===== Record list
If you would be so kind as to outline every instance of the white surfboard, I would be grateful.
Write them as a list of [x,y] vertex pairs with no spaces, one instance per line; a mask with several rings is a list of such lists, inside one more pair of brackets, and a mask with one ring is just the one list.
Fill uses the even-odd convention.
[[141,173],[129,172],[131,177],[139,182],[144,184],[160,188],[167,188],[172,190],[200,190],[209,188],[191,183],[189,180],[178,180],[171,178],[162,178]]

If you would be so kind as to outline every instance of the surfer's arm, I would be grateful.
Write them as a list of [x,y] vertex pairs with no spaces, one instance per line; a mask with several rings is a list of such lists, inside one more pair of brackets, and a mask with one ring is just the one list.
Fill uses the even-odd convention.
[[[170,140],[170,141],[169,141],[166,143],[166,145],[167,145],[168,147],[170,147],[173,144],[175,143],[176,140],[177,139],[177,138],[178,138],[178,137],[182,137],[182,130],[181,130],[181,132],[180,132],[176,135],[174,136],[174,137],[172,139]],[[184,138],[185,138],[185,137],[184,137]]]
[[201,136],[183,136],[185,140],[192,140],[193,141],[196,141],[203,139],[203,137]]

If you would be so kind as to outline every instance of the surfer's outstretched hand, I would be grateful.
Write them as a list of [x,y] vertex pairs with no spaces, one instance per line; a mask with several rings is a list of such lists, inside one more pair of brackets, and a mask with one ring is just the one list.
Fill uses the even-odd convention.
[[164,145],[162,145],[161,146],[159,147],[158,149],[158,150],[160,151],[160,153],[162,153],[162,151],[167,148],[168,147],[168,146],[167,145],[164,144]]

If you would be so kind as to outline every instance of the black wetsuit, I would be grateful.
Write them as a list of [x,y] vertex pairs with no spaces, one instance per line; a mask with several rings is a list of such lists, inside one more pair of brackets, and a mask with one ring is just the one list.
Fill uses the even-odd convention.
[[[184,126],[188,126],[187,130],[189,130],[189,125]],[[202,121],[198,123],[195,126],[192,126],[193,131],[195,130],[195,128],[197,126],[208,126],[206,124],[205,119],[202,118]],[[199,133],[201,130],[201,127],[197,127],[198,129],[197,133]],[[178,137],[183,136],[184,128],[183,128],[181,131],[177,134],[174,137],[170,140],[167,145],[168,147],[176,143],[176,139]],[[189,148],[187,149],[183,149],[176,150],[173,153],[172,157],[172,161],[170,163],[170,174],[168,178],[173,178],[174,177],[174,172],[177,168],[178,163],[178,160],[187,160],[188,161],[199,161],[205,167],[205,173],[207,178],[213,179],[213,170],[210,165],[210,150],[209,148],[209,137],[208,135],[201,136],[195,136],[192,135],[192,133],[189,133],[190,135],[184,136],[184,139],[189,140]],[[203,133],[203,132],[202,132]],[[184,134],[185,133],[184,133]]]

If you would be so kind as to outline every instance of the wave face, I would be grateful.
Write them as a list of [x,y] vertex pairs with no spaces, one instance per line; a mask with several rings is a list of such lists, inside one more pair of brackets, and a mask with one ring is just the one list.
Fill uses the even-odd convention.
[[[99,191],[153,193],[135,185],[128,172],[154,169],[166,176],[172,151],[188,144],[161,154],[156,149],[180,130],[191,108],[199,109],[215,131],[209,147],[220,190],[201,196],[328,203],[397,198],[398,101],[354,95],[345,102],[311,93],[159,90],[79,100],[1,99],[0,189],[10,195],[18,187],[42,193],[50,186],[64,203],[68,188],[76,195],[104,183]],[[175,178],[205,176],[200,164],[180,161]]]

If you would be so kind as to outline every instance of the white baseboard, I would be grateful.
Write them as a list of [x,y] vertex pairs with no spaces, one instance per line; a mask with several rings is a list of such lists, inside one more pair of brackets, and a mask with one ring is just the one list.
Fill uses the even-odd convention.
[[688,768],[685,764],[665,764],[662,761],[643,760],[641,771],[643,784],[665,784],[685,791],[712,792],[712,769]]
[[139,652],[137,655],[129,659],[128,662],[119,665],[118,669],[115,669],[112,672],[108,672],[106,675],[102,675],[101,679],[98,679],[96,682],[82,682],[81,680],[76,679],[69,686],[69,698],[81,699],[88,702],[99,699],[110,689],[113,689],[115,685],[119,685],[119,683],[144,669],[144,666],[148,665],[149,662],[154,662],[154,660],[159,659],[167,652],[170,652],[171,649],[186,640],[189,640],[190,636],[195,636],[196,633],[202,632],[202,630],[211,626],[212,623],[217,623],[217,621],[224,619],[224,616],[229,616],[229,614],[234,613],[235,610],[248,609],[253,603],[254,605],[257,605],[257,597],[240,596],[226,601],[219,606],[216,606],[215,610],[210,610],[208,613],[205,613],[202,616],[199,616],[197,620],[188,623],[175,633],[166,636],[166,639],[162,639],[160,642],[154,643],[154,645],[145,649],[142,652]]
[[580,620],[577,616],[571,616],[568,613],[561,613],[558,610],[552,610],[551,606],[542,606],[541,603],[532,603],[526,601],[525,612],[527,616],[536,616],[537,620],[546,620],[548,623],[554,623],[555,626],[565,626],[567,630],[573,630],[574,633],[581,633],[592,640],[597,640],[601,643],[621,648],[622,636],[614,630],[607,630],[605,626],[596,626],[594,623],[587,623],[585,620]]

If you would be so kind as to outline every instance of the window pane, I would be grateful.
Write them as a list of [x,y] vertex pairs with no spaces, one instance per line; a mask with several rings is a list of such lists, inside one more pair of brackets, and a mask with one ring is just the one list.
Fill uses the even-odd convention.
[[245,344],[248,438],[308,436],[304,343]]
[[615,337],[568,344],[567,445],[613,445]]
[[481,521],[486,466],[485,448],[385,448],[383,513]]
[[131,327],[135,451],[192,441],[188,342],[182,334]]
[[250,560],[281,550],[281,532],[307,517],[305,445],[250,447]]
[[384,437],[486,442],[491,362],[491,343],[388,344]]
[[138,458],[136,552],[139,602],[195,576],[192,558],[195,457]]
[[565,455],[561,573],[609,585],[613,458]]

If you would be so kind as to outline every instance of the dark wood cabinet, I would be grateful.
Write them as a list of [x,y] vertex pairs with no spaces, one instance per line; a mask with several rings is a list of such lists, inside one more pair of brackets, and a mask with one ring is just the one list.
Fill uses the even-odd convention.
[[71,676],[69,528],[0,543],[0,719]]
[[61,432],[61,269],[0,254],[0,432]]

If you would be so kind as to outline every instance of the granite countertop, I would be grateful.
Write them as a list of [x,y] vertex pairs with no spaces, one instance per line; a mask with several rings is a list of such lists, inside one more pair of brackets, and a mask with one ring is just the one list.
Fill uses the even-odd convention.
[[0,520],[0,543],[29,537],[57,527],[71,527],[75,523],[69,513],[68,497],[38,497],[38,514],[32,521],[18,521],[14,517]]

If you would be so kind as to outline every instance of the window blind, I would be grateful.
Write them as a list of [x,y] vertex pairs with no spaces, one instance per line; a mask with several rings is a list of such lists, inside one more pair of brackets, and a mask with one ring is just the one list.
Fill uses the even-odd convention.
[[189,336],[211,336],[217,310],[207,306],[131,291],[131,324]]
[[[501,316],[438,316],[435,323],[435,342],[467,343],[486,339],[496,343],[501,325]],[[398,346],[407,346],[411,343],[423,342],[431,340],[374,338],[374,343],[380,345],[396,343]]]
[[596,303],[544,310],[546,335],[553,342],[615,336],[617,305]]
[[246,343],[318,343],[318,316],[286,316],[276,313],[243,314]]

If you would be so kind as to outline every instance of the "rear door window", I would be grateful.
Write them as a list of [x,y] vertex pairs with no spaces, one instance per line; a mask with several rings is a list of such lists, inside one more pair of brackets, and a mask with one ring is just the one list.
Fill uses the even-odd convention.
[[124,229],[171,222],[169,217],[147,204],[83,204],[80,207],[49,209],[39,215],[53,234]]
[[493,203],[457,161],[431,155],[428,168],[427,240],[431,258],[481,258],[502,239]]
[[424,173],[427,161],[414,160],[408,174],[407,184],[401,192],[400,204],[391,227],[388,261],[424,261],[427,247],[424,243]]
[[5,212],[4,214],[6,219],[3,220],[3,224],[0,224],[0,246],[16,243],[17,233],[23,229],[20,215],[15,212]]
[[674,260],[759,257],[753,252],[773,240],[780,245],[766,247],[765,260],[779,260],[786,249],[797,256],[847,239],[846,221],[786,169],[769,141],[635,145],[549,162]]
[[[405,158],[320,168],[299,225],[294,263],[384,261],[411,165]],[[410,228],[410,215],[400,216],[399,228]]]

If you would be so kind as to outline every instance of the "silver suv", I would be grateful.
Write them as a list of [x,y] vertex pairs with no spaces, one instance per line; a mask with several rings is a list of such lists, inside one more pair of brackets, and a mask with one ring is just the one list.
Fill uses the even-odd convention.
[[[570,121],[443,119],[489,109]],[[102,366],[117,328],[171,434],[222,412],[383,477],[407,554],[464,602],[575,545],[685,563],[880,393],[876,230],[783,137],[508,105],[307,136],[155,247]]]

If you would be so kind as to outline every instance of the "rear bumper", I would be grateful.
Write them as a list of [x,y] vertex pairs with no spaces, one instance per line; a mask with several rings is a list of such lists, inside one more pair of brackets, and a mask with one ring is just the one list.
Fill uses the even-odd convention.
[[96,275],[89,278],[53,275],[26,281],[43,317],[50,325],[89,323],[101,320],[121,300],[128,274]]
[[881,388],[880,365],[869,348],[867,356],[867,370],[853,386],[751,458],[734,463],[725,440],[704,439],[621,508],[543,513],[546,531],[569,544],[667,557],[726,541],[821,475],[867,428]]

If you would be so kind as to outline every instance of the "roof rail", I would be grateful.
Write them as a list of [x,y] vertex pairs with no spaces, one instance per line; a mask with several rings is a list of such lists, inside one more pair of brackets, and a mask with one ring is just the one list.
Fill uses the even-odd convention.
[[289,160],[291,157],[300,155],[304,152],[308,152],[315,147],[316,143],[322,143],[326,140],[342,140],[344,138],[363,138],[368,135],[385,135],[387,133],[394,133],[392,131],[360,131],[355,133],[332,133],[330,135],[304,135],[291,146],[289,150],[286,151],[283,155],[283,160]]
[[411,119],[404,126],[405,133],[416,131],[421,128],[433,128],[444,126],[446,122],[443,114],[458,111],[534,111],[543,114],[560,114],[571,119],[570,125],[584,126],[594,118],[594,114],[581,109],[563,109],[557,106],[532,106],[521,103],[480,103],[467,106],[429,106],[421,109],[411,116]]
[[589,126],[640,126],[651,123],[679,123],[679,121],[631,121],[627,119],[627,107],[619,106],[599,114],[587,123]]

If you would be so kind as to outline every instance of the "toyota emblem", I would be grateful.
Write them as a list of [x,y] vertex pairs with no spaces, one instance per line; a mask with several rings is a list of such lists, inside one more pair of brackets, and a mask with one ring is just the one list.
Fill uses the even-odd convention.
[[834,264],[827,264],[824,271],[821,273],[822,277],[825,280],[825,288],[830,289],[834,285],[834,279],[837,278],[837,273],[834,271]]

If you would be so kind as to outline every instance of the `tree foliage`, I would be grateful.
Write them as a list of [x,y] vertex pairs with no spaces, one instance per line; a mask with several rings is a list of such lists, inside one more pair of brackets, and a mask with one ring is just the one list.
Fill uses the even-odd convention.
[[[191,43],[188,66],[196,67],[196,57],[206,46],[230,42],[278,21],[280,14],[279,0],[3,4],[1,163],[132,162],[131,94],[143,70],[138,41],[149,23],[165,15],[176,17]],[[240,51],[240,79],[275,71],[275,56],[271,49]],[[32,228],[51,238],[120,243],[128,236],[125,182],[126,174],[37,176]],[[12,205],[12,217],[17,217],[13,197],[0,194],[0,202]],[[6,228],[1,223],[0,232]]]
==========
■ **Objective**
Reformat the records as a numbered list, starting at the line containing "blind, I would be grateful." and ending at the line containing "[[246,343],[318,343],[318,316],[286,316],[276,313],[243,314]]", both included. Leave out any blank lines.

■ **Output for this task**
1. If you would be so kind as to outline every instance of the window blind, I would be grateful.
2. Write them as a list of [x,y] vertex pairs with no spaces, one instance per line; a mask with several rings is a list of such lists, inside one more pair of brackets, and a mask with one ring is just the one list.
3. Fill uses the even-odd convention.
4. [[189,336],[211,336],[217,310],[207,306],[131,291],[131,324]]
5. [[[501,316],[438,316],[435,323],[435,342],[467,343],[486,339],[496,343],[501,325]],[[398,346],[407,346],[411,343],[423,342],[431,340],[374,338],[374,343],[380,345],[396,343]]]
6. [[596,303],[544,310],[546,335],[553,342],[615,336],[617,305]]
7. [[246,343],[318,343],[318,316],[286,316],[276,313],[243,314]]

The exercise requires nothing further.